**Written exercise:**
Can you find every line in the items below that contains the word "trash" and copy each of those lines out in full?
§ §
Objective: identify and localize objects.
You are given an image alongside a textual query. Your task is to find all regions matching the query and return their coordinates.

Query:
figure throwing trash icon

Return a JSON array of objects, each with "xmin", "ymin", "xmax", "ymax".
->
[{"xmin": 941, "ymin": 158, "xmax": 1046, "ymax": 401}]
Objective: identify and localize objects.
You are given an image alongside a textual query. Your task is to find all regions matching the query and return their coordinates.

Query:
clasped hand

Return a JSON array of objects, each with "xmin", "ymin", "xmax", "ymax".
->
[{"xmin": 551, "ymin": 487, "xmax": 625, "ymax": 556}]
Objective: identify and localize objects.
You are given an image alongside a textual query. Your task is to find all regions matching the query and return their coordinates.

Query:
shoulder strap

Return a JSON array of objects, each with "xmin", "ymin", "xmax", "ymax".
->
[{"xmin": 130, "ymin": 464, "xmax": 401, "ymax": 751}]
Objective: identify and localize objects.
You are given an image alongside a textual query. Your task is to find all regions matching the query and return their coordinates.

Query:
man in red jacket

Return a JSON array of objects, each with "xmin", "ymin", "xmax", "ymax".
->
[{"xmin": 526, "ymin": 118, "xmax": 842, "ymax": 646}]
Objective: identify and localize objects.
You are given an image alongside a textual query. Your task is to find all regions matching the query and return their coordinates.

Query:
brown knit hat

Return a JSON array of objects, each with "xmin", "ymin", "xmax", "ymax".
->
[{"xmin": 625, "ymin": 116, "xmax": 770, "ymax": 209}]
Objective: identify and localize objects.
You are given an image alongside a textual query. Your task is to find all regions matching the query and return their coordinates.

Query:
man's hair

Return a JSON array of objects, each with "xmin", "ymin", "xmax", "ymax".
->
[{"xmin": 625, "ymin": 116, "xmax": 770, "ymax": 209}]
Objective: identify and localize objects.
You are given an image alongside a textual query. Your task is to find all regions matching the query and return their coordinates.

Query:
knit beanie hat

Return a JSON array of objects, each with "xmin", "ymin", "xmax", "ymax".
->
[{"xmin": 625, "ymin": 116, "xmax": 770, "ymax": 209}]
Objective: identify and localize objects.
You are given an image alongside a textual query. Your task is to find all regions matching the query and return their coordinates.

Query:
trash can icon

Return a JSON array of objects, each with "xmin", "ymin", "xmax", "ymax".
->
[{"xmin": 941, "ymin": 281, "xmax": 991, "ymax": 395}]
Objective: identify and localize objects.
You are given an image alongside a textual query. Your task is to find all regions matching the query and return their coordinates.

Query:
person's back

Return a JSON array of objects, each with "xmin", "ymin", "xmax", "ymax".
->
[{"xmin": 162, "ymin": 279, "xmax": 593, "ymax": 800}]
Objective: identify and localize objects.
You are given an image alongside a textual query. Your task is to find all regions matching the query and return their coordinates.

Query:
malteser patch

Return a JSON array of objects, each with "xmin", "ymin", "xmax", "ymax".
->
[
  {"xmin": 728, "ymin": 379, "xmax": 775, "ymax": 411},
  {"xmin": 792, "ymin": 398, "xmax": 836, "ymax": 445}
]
§ §
**The reply:**
figure throwing trash icon
trash can icon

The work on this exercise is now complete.